(Records from a collection)
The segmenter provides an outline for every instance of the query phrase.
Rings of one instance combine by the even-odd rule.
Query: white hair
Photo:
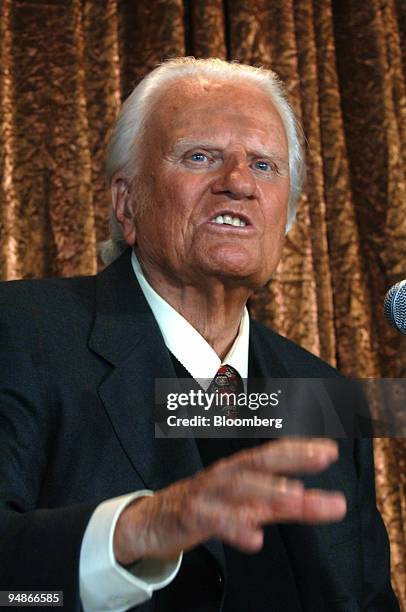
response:
[[[118,171],[122,172],[129,181],[135,179],[137,157],[140,155],[138,145],[154,103],[170,84],[190,77],[205,77],[217,82],[235,83],[238,80],[248,82],[270,97],[282,119],[288,141],[290,194],[286,231],[289,231],[296,217],[305,177],[302,132],[279,77],[272,70],[265,68],[254,68],[217,58],[195,59],[194,57],[170,59],[160,64],[135,87],[121,108],[107,149],[106,171],[109,184],[111,185]],[[142,177],[140,180],[142,181]],[[100,248],[103,261],[112,262],[126,248],[120,224],[112,211],[110,239],[102,243]]]

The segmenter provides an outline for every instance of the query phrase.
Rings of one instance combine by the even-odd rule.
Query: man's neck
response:
[[[213,278],[210,285],[168,282],[159,271],[142,268],[153,289],[182,315],[213,348],[220,359],[230,350],[240,327],[251,292],[241,286],[225,286]]]

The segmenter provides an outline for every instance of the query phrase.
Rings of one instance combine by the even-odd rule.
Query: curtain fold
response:
[[[159,61],[274,69],[306,136],[298,221],[251,312],[350,376],[406,375],[383,317],[406,277],[404,0],[1,0],[0,275],[93,274],[123,100]],[[406,610],[406,442],[375,440],[378,504]]]

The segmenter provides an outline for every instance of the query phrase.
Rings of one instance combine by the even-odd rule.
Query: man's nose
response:
[[[257,184],[247,160],[228,160],[221,169],[221,175],[213,185],[214,193],[224,193],[241,200],[253,198]]]

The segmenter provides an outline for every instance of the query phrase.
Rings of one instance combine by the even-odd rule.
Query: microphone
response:
[[[406,334],[406,280],[389,289],[385,295],[384,310],[389,323]]]

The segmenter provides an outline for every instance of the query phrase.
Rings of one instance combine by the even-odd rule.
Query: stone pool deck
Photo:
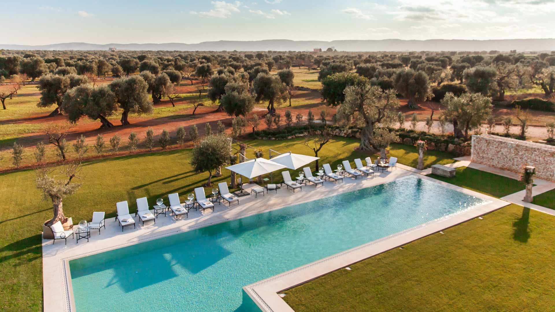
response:
[[[464,162],[459,162],[452,165],[456,164],[468,165]],[[362,179],[357,180],[346,177],[342,183],[339,182],[336,184],[333,182],[326,182],[323,187],[319,186],[317,188],[315,188],[313,185],[303,186],[302,191],[297,190],[295,193],[290,189],[286,189],[284,185],[284,188],[278,190],[277,193],[271,190],[265,194],[265,196],[260,196],[259,194],[257,198],[255,198],[254,194],[241,197],[240,204],[238,205],[234,204],[230,207],[227,204],[216,204],[215,211],[209,210],[204,213],[191,210],[188,219],[176,220],[175,217],[170,217],[168,213],[167,217],[159,216],[155,224],[149,222],[142,226],[138,217],[134,217],[137,228],[127,227],[123,232],[117,222],[113,218],[108,219],[105,220],[106,229],[102,229],[100,235],[97,231],[92,230],[90,241],[88,242],[86,240],[80,240],[80,243],[77,244],[75,239],[68,239],[67,245],[64,245],[63,241],[59,240],[53,245],[52,240],[43,240],[43,285],[48,285],[48,287],[43,289],[44,311],[75,310],[68,265],[68,261],[72,259],[280,209],[291,205],[386,183],[403,177],[415,175],[430,179],[450,188],[492,201],[490,204],[472,210],[369,243],[244,288],[245,291],[264,311],[292,311],[278,295],[279,291],[331,271],[348,266],[354,262],[488,213],[508,204],[507,202],[501,199],[427,178],[424,175],[426,173],[424,172],[416,170],[414,168],[400,164],[397,169],[390,172],[376,172],[374,177],[364,177]],[[167,198],[165,200],[167,202]],[[152,207],[154,203],[149,204]],[[98,209],[99,211],[102,210],[107,210],[107,212],[115,211],[115,203],[113,207]],[[115,238],[116,236],[117,238]]]
[[[123,232],[121,227],[113,218],[107,219],[106,229],[103,228],[100,235],[98,231],[92,230],[89,241],[83,239],[77,244],[74,239],[68,239],[67,245],[64,245],[64,241],[61,240],[53,244],[51,240],[43,240],[43,284],[48,285],[47,287],[43,287],[44,311],[59,312],[75,310],[68,265],[68,261],[72,259],[390,182],[411,174],[414,174],[398,168],[389,172],[376,172],[374,177],[364,177],[362,179],[356,180],[354,178],[346,177],[344,183],[340,182],[336,184],[334,182],[326,182],[324,186],[320,185],[317,188],[315,188],[314,185],[303,185],[302,191],[297,190],[294,193],[290,189],[286,189],[284,185],[282,188],[278,190],[277,193],[270,190],[264,196],[259,194],[256,198],[254,194],[241,197],[239,205],[233,204],[229,207],[226,202],[225,204],[223,203],[221,204],[215,204],[214,212],[207,210],[204,213],[191,210],[188,219],[180,218],[176,220],[175,217],[170,216],[168,213],[167,217],[163,215],[159,216],[155,224],[149,222],[142,226],[139,218],[132,214],[137,228],[126,227]],[[248,192],[249,190],[246,188]],[[167,203],[167,197],[165,198],[165,200]],[[149,204],[152,207],[154,203]],[[98,209],[98,211],[103,210],[107,212],[115,211],[115,203],[113,207],[99,208]],[[75,220],[75,222],[77,223],[78,220]]]

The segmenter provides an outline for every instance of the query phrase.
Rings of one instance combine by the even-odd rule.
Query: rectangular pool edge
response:
[[[127,235],[121,237],[120,240],[109,240],[109,243],[105,243],[105,245],[109,245],[108,246],[101,248],[97,248],[94,250],[87,252],[82,252],[81,251],[83,250],[82,248],[84,248],[85,250],[87,249],[91,249],[91,248],[89,248],[89,244],[85,244],[84,247],[80,247],[80,248],[82,248],[80,249],[78,249],[75,248],[72,248],[69,245],[67,246],[69,248],[64,249],[63,248],[63,246],[56,245],[56,248],[58,248],[58,249],[56,249],[56,248],[54,248],[53,246],[53,248],[49,248],[50,244],[48,243],[51,241],[43,240],[43,259],[44,285],[49,284],[53,286],[53,287],[49,287],[47,289],[43,288],[44,310],[47,311],[75,310],[74,304],[75,301],[73,296],[72,295],[73,294],[72,291],[72,288],[70,280],[71,275],[69,269],[69,261],[71,260],[85,257],[92,254],[101,253],[111,250],[117,249],[128,246],[131,246],[140,243],[162,238],[163,237],[171,236],[176,234],[184,233],[224,222],[237,220],[252,215],[279,210],[291,205],[302,204],[314,200],[314,199],[325,198],[328,197],[337,195],[369,187],[379,185],[410,176],[416,177],[419,179],[433,181],[436,183],[446,185],[450,188],[458,190],[462,193],[470,194],[481,198],[489,197],[486,195],[484,195],[483,194],[476,193],[476,192],[470,191],[466,189],[463,189],[459,187],[449,184],[448,183],[438,181],[420,174],[412,173],[405,170],[395,170],[394,172],[386,173],[385,175],[380,174],[377,176],[377,179],[373,178],[372,179],[369,179],[367,180],[365,180],[364,182],[361,181],[360,180],[359,180],[358,181],[354,180],[351,181],[350,179],[348,179],[346,180],[344,183],[340,183],[339,185],[330,184],[329,184],[329,187],[320,187],[317,189],[307,188],[308,189],[307,190],[308,192],[306,193],[308,194],[306,196],[303,196],[302,198],[299,198],[298,195],[294,195],[293,193],[289,194],[289,193],[282,192],[280,194],[280,196],[273,197],[272,198],[267,199],[268,201],[269,201],[270,203],[268,203],[268,202],[264,202],[265,204],[268,204],[268,207],[265,207],[265,207],[264,207],[262,209],[260,208],[260,205],[259,205],[261,202],[260,199],[255,200],[254,198],[249,198],[247,199],[247,201],[241,203],[241,206],[238,210],[235,207],[231,207],[231,209],[229,209],[228,207],[225,207],[225,209],[224,209],[223,211],[216,212],[215,215],[215,217],[216,217],[215,219],[216,219],[216,220],[212,220],[212,219],[214,218],[210,219],[203,219],[202,218],[207,217],[206,215],[203,215],[201,217],[201,219],[193,218],[192,220],[188,219],[187,222],[184,224],[182,222],[176,222],[172,219],[168,218],[166,220],[169,223],[169,226],[164,227],[163,224],[163,225],[159,228],[148,228],[152,230],[152,232],[145,232],[145,230],[148,231],[148,230],[142,230],[141,228],[139,228],[137,231],[134,232],[129,233],[126,232],[125,234]],[[333,190],[333,192],[329,192],[330,189]],[[316,190],[315,191],[314,190]],[[306,194],[304,190],[303,190],[303,191],[304,192],[302,193]],[[299,192],[297,192],[297,193],[298,193]],[[315,197],[316,197],[316,198],[315,198]],[[274,202],[278,201],[278,203],[275,204],[273,207],[272,207],[272,205],[274,204],[274,203],[271,203],[273,198],[274,199],[273,200]],[[243,203],[245,203],[245,204],[243,204]],[[210,213],[208,215],[208,217],[212,216],[214,215]],[[219,219],[218,219],[218,218],[219,218]],[[206,221],[208,222],[206,222]],[[104,234],[104,233],[103,233],[103,234]],[[122,236],[123,235],[123,234],[120,234],[118,232],[117,236],[120,236],[120,235]],[[108,238],[110,239],[113,238],[113,237],[108,236]],[[48,246],[47,246],[47,244],[48,244]],[[95,246],[98,247],[97,245],[95,245]],[[45,247],[46,248],[46,252],[45,252]],[[359,247],[360,247],[360,246]],[[60,248],[61,248],[61,250],[59,249]],[[54,265],[54,263],[53,263],[53,260],[56,260],[56,262],[57,263],[56,265]],[[321,260],[320,261],[321,261]],[[301,266],[300,268],[302,267],[303,266]],[[58,271],[57,272],[53,271],[52,270],[52,269],[54,268],[57,269],[56,271]],[[295,269],[294,269],[294,270]],[[278,275],[280,275],[281,274],[279,274]],[[56,280],[58,280],[59,281]],[[57,293],[58,294],[56,295]],[[251,296],[251,294],[248,292],[246,293],[249,296]],[[274,294],[275,294],[275,293],[274,293]],[[62,296],[62,298],[60,298],[59,296],[60,295]],[[276,295],[276,296],[278,296]],[[58,300],[56,300],[56,299],[58,299]],[[60,299],[63,300],[59,300],[59,299]],[[281,298],[279,299],[281,300]],[[56,301],[58,302],[53,302]],[[281,301],[283,301],[282,300],[281,300]],[[256,302],[256,300],[254,300],[254,301],[255,303]],[[284,303],[284,301],[283,302]],[[53,305],[53,303],[54,304]],[[258,304],[258,303],[256,304]],[[62,306],[63,305],[65,305],[65,306]]]
[[[416,227],[299,266],[243,287],[243,291],[261,311],[293,312],[278,293],[302,285],[352,264],[398,248],[481,215],[501,209],[511,203],[465,189],[432,178],[414,174],[418,178],[491,202],[422,227]],[[370,249],[370,250],[369,250]]]

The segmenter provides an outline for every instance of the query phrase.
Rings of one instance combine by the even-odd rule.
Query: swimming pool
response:
[[[72,260],[75,307],[239,311],[244,286],[488,202],[410,176]]]

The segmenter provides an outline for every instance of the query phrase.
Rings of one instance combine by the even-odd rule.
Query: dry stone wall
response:
[[[491,134],[472,135],[472,161],[520,173],[536,167],[536,177],[555,181],[555,146]]]

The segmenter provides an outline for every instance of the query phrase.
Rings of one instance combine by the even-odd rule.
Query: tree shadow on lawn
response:
[[[530,208],[522,207],[522,215],[520,219],[513,223],[514,232],[513,233],[513,239],[521,243],[527,243],[530,238],[530,232],[528,231],[528,225],[529,223]]]
[[[8,255],[0,257],[0,263],[5,263],[10,259],[17,260],[18,262],[13,264],[13,266],[18,266],[23,264],[22,261],[16,259],[19,257],[27,255],[33,255],[31,258],[25,259],[24,262],[32,262],[42,256],[42,246],[41,244],[41,234],[37,234],[23,239],[14,241],[0,248],[0,253],[12,253]],[[5,264],[4,264],[5,265]]]

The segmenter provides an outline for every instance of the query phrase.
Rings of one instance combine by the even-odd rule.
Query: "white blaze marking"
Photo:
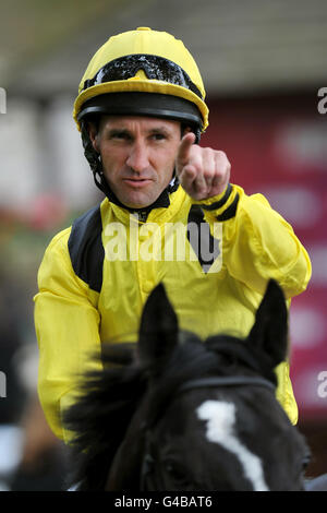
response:
[[[235,405],[223,401],[205,401],[196,414],[199,419],[207,420],[206,437],[209,442],[219,443],[239,458],[244,476],[255,491],[268,491],[261,458],[234,436]]]

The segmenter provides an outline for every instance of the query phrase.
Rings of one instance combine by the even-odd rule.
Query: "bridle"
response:
[[[183,392],[189,392],[194,389],[207,389],[207,387],[225,387],[225,386],[261,386],[269,390],[275,394],[276,384],[269,381],[266,378],[257,375],[221,375],[221,377],[207,377],[198,378],[194,380],[185,381],[175,392],[175,395],[179,395]],[[154,426],[153,426],[154,427]],[[152,428],[153,428],[152,427]],[[146,491],[147,482],[150,482],[153,477],[153,467],[155,460],[152,455],[150,450],[150,429],[145,430],[145,452],[142,462],[141,468],[141,490]]]

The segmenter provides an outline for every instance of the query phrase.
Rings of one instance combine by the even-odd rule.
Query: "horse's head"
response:
[[[84,428],[84,488],[98,479],[108,490],[301,490],[306,445],[276,399],[275,368],[287,347],[286,301],[272,281],[246,339],[204,343],[180,333],[156,287],[136,351],[111,346],[109,361],[120,366],[70,415]]]
[[[143,487],[301,490],[307,450],[275,395],[274,369],[287,358],[287,347],[286,301],[272,281],[245,341],[220,335],[205,343],[194,335],[181,337],[165,288],[158,286],[144,308],[138,342],[148,380]],[[130,441],[112,468],[116,478],[122,478]]]

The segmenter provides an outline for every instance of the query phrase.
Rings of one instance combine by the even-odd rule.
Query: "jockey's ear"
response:
[[[247,342],[270,358],[272,368],[287,358],[288,309],[282,288],[275,279],[268,282]]]
[[[178,318],[159,284],[150,293],[143,310],[138,338],[138,358],[152,375],[161,373],[178,344]]]

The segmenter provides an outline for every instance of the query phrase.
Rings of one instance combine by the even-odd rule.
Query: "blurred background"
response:
[[[311,255],[291,308],[291,375],[308,475],[326,473],[327,2],[11,0],[0,19],[0,489],[64,487],[65,454],[36,395],[33,296],[51,237],[101,199],[72,119],[80,80],[110,35],[137,26],[184,41],[210,109],[202,145],[227,153],[232,182],[264,193]]]

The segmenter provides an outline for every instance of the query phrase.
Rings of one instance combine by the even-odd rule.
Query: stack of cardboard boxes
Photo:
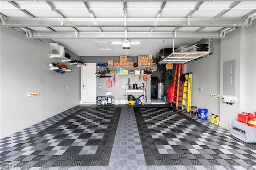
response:
[[[108,65],[110,66],[133,66],[134,61],[133,58],[127,58],[126,55],[120,55],[120,61],[114,61],[114,60],[108,60]]]
[[[152,57],[146,55],[139,55],[138,56],[138,65],[152,65],[153,60]]]
[[[138,56],[138,65],[139,66],[152,66],[153,65],[152,55],[139,55]],[[114,61],[114,60],[108,60],[108,66],[133,66],[134,61],[133,58],[127,58],[126,55],[120,55],[120,61]],[[124,74],[126,75],[126,71],[128,71],[127,74],[136,74],[134,70],[127,70],[125,69],[117,69],[116,70],[110,70],[110,74]],[[125,73],[124,72],[125,72]]]

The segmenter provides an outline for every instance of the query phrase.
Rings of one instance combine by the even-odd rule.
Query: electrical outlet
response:
[[[230,101],[234,101],[232,96],[223,96],[223,98],[224,98],[224,102],[230,103]]]
[[[28,96],[38,96],[38,95],[39,95],[39,93],[34,93],[28,94]]]

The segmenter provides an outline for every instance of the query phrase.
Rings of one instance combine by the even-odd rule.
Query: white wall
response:
[[[193,73],[192,105],[207,109],[209,115],[211,113],[219,115],[220,99],[212,97],[210,95],[220,94],[220,40],[213,40],[210,46],[212,54],[186,64],[186,73]],[[202,88],[203,90],[199,91],[199,87]]]
[[[245,29],[244,111],[253,113],[256,111],[256,21]]]
[[[50,71],[49,63],[60,60],[48,55],[49,43],[54,42],[43,40],[44,43],[13,28],[1,28],[1,138],[79,103],[80,68],[67,63],[72,73]],[[71,59],[79,59],[68,52]],[[38,92],[38,96],[27,96]]]
[[[223,95],[223,62],[236,59],[235,97],[230,105],[220,102],[220,125],[229,129],[230,121],[237,119],[241,111],[256,111],[256,22],[248,28],[237,28],[221,41],[220,95]]]

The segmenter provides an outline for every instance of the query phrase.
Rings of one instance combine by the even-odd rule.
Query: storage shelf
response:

Task prompt: Identify every line in the data above that contains the word "white", and copy each of those lines in full.

Task result:
Query: white hair
Query: "white blaze marking"
Query: white wall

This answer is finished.